# DESCRIPTION OF THE TASK
Your task is to write out the lines from the line containing "The service MUST return one point per instance of the roof" through the last line of the material, exactly.

— Begin —

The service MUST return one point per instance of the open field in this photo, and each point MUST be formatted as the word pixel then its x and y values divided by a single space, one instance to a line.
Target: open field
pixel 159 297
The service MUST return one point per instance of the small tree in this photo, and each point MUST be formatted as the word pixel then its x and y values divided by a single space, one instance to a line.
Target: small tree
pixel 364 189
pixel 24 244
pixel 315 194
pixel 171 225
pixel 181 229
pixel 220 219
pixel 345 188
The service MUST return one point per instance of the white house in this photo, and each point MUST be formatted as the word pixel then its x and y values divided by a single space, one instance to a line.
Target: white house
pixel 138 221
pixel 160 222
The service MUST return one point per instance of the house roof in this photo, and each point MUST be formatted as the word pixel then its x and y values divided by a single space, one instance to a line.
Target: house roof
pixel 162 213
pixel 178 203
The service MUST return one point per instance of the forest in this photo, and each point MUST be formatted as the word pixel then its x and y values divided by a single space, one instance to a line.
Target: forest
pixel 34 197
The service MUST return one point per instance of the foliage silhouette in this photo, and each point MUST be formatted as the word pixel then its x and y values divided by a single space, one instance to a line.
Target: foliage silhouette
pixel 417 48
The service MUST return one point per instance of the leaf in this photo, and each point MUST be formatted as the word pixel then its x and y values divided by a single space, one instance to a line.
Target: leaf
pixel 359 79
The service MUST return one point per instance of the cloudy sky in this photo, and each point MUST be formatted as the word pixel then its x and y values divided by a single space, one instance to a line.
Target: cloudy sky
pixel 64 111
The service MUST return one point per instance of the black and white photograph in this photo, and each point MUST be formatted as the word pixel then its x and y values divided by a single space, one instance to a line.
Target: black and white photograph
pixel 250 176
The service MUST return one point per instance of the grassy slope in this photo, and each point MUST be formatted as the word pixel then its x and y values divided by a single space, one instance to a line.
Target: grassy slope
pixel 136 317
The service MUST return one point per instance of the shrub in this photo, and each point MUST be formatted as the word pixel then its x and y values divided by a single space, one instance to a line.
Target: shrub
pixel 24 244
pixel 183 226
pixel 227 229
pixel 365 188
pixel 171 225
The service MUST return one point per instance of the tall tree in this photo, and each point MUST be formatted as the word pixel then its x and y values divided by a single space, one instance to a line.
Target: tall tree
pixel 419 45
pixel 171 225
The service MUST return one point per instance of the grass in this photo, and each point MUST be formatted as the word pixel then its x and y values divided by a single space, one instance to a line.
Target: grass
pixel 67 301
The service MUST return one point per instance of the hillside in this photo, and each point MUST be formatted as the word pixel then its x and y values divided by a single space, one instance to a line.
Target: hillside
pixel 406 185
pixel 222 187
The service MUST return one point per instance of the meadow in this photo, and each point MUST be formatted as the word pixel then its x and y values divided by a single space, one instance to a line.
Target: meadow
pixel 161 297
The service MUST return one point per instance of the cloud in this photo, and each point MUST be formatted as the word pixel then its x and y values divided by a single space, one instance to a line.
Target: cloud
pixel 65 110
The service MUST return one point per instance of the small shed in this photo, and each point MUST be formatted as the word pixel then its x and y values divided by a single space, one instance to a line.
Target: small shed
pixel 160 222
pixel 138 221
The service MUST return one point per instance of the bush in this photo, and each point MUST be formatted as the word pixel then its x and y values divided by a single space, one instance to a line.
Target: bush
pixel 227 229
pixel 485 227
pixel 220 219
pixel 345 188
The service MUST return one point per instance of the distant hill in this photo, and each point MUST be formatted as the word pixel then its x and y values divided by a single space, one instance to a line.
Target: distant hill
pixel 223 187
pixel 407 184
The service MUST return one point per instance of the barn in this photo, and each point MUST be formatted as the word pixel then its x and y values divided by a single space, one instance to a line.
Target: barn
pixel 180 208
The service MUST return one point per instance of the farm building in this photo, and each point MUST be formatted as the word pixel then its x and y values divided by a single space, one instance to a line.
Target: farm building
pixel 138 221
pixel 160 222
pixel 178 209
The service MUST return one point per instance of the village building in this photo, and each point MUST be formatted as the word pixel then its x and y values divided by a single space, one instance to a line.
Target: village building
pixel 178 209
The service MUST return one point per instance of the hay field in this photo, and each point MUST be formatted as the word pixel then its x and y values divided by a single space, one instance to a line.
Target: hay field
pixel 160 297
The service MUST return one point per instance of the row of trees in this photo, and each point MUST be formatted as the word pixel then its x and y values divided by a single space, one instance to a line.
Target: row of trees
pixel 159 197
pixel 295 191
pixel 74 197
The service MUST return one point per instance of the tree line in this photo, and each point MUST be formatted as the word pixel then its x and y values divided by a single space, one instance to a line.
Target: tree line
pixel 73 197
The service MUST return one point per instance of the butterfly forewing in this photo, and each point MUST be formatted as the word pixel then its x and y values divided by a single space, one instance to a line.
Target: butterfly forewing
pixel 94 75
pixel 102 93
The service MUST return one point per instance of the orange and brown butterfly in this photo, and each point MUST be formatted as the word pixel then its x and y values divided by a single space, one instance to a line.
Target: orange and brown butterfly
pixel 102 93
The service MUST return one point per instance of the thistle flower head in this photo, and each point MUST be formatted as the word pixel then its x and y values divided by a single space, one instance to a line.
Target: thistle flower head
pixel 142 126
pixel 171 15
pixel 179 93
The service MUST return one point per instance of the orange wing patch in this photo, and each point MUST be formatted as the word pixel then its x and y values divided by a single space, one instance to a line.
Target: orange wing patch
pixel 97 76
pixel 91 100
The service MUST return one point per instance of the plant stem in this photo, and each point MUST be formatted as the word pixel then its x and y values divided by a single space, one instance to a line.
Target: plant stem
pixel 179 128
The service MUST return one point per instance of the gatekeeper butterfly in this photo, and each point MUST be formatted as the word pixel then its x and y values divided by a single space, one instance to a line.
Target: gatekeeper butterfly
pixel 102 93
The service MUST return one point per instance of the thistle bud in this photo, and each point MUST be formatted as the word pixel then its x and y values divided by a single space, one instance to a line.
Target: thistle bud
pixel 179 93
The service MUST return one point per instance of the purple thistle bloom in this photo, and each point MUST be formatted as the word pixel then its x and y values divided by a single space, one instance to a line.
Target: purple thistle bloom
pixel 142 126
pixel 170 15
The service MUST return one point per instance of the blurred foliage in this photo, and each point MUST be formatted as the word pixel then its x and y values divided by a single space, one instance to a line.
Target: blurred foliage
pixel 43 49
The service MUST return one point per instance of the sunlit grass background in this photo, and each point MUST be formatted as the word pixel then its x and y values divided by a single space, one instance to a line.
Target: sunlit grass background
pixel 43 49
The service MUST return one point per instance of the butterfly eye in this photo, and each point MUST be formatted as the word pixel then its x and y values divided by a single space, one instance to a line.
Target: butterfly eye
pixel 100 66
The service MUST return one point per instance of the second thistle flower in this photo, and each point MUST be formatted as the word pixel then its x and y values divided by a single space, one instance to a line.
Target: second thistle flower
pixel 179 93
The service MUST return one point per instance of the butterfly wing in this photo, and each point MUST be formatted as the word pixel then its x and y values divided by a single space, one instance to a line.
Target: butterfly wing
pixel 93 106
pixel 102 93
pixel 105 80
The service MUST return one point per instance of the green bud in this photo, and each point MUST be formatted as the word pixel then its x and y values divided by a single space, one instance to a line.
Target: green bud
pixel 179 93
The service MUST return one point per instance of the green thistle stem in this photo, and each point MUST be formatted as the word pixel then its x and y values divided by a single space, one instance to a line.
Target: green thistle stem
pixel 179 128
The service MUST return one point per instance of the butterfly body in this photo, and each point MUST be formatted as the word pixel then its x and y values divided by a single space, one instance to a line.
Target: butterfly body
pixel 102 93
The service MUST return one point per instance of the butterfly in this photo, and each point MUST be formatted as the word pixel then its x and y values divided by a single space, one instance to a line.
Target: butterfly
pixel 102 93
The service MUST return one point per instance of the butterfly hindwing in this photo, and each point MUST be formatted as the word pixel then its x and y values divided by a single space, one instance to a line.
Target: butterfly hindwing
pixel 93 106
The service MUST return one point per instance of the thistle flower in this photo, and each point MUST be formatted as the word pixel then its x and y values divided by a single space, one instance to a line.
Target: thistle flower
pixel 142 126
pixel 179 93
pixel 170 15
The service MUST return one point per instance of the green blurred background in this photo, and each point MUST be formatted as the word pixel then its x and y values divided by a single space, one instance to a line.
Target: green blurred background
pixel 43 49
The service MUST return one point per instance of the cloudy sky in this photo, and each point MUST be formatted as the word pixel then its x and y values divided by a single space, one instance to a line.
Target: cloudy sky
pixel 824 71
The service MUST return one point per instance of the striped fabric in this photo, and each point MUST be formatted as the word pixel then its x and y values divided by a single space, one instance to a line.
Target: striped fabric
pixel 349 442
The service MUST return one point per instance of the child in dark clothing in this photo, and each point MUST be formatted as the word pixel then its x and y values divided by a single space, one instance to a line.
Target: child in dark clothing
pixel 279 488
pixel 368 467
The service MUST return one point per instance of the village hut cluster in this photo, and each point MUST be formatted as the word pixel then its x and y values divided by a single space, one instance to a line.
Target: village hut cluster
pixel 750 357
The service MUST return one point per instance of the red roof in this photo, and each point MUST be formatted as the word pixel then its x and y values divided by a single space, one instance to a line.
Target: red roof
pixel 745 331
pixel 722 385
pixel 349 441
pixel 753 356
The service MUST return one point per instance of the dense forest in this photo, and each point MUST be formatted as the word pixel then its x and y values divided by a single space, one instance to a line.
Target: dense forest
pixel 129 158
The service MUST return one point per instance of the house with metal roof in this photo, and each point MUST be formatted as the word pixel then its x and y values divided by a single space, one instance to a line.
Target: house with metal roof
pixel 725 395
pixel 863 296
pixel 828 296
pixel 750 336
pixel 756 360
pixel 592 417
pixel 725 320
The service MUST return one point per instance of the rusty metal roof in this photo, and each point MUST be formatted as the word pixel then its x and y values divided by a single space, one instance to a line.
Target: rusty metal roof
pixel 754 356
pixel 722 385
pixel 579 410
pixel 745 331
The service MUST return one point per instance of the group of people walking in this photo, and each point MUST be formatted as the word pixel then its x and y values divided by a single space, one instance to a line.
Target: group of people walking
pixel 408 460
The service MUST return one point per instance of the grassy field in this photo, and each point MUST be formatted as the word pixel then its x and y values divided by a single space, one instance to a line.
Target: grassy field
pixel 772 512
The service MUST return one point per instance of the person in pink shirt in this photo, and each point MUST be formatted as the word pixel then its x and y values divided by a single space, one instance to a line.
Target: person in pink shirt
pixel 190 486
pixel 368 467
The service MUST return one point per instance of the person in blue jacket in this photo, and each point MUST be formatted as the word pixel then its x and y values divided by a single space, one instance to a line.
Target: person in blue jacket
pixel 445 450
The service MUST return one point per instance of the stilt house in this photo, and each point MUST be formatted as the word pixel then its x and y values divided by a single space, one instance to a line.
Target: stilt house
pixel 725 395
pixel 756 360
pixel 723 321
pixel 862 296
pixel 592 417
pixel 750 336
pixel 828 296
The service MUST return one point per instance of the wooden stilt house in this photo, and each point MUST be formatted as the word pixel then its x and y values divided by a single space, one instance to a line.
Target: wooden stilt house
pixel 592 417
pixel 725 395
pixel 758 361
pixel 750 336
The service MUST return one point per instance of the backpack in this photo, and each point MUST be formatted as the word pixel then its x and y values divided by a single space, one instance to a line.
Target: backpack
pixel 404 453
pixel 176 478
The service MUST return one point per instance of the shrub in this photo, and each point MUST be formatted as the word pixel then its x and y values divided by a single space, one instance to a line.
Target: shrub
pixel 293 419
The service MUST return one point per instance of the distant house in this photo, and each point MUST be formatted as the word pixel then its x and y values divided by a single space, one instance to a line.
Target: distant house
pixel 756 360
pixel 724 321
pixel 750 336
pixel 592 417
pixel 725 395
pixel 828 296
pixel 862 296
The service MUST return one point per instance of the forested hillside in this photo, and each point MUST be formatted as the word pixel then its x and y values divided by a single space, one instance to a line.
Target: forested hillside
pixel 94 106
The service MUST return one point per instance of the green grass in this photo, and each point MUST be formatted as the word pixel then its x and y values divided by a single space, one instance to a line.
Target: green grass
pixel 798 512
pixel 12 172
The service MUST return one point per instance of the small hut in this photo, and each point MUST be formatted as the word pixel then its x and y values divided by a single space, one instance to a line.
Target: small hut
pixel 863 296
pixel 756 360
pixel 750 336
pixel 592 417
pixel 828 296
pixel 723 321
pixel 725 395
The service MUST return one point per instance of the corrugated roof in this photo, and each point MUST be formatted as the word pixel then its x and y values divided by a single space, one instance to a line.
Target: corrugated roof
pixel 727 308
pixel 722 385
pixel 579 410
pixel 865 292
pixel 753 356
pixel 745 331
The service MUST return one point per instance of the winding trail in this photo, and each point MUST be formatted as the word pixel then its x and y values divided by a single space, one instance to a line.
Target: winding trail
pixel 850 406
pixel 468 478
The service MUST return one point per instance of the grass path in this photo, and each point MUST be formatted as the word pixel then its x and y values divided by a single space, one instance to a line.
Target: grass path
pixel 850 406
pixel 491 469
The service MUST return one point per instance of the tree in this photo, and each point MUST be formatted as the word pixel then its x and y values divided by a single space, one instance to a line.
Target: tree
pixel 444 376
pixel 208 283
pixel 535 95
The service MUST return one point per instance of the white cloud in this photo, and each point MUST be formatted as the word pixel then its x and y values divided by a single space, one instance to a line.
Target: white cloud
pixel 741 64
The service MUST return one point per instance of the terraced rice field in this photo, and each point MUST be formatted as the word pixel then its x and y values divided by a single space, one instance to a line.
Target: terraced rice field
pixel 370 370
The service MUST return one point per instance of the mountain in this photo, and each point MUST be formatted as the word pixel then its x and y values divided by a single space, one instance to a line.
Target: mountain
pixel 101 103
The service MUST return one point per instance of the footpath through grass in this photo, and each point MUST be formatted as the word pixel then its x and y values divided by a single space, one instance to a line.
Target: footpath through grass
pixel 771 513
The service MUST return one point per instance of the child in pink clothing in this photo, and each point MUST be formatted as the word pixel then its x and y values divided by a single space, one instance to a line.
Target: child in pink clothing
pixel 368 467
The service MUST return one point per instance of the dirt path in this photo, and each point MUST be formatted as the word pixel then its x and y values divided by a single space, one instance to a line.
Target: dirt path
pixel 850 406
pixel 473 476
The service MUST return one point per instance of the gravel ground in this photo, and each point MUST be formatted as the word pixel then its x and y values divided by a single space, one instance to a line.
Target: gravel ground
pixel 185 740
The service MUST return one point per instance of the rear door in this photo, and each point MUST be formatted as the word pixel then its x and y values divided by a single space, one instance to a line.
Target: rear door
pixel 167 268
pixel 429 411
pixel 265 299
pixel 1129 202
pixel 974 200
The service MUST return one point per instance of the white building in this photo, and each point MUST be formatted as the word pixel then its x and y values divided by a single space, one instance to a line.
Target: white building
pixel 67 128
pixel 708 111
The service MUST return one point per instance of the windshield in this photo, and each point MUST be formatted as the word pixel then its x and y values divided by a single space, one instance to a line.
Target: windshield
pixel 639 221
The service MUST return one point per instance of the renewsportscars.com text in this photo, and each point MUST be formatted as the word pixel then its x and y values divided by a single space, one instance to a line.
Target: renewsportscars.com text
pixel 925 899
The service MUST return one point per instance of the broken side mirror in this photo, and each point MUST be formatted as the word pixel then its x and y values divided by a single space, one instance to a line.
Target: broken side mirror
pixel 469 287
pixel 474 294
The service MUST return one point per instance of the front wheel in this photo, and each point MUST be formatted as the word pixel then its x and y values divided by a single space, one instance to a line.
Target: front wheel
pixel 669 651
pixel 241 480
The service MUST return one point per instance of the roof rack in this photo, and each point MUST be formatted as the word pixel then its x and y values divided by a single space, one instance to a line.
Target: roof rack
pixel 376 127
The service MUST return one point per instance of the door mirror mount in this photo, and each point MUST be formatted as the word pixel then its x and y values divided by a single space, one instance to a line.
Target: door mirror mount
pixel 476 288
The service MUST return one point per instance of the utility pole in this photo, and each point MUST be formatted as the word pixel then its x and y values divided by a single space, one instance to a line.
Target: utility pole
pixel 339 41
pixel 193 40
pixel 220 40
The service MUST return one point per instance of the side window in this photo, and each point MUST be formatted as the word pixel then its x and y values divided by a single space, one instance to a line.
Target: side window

— End —

# RESULT OF THIS EXERCISE
The service MUST return one point per instance of the roof rack in this photo, and each point MUST be formatted as the word pixel then its x and y values divided by a single space, one instance to a line.
Target: roof rack
pixel 376 127
The service MUST return one point per instance of the door mirror mount in this photo, and each point MUST be formatted as the word pixel then its x and y values divided by a single space, one instance to a line.
Target: door mirror mount
pixel 476 288
The service MUST return one point per instance of the utility pole in this photo, and each point MUST be formatted as the word pixel then its x and y values divided by a single space, one instance to a line.
Target: utility pole
pixel 339 41
pixel 193 40
pixel 220 40
The service MUST return one point per instance of the side window in this photo, and each point MUST be formatted as the word pixel then its x and y values divided by a single space, one instance to a line.
Target: side window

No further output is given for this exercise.